EXERCISE DIRECTIONS: Without the pictures, copy all the entries below exactly.

[Dataset excerpts]

⟨

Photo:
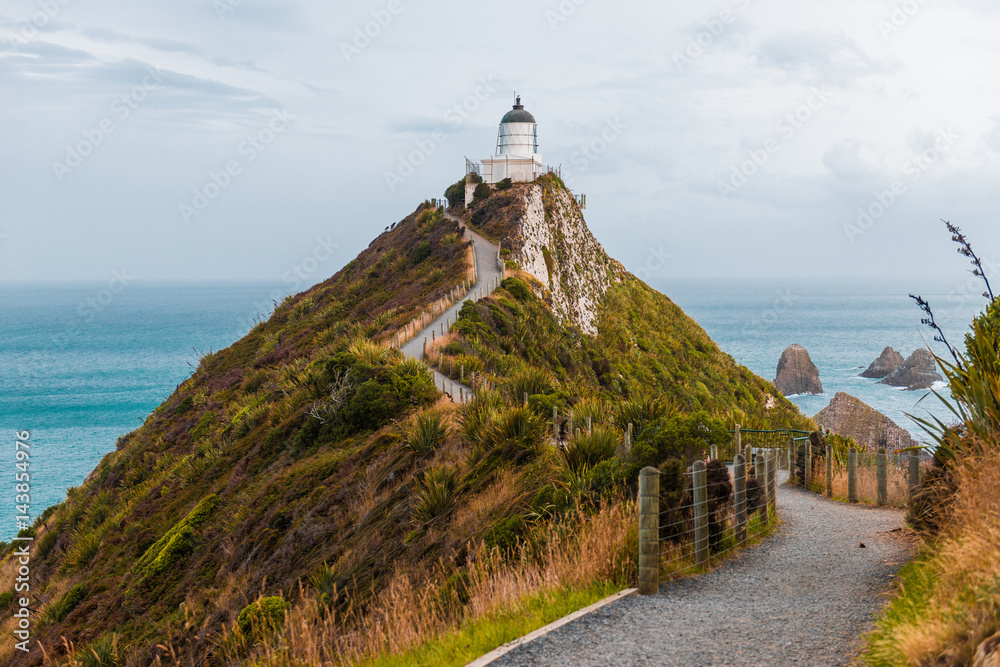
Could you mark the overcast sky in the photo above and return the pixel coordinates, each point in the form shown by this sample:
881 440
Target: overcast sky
236 139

⟩

RESPONSE:
Photo:
Could you mark the overcast sky in the photo above and return the pixel coordinates, each point in the form shown by this sample:
881 440
Target: overcast sky
236 139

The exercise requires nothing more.